### Source extract:
----

A coincidence is never seen as either natural or normal.  Parapsychologists consider them to be “extraordinary”  or “significant” facts.  And some coincidences are more troubling than others.  They are vertiginous and are said to be “exaggerated”…  It then seems as if Destiny is giving us a friendly sign that we do not know how to interpret.  Guy Breton gives here, a few examples:

***

Emile Deschamps

Emile Deschamps, who was one of the authors of the slim book Huguenots, recounts a curious story.  This story begins when he is in boarding-school in Orleans.  One day, one of his fellow boarders says to him:

My uncle is organizing a little party for my birthday.  Do you want to come?  There will be games, food…”

Emile Deschamps, delighted, accepts and, the following Thursday, goes with a few fellow pupils to the home of Monsieur de Fontgibeau, an emigre who has recently returned from England.  Around four o’clock, their host serves to his young guests a succulent plum pudding.  This dish, almost unknown in France at this epoch, seems marvellous to the children and young Deschamps conserves a brilliant memory of it.

Ten years pass by.  And one day when he is at a restaurant, in Paris, Boulevard Poissonniere, Emile Deschamps notices on the dessert table a magnificent plum pudding.

Images of the beautiful day spent at the home of Mr de Fontgibeau when he was a child come back to his mind and, “with a bit of sunshine in my heart”, he decides to order a serving of this dessert which he had never eaten since that day.  But the server takes on an apologetic expression and informs him that this dessert has been reserved.  Emile Deschamps asks him if the whole dessert has been reserved, and learns that it has.

----

### Stated task:
Repeat the coincidence story word for word, starting at "My uncle is" and ending at "memory of it.".

----

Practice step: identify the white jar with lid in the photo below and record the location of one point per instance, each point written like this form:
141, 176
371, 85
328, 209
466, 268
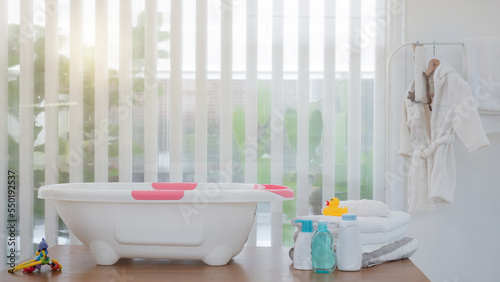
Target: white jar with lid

----

### Solution for this exercise:
My uncle is organizing a little party for my birthday.  Do you want to come?  There will be games, food…”

Emile Deschamps, delighted, accepts and, the following Thursday, goes with a few fellow pupils to the home of Monsieur de Fontgibeau, an emigre who has recently returned from England.  Around four o’clock, their host serves to his young guests a succulent plum pudding.  This dish, almost unknown in France at this epoch, seems marvellous to the children and young Deschamps conserves a brilliant memory of it.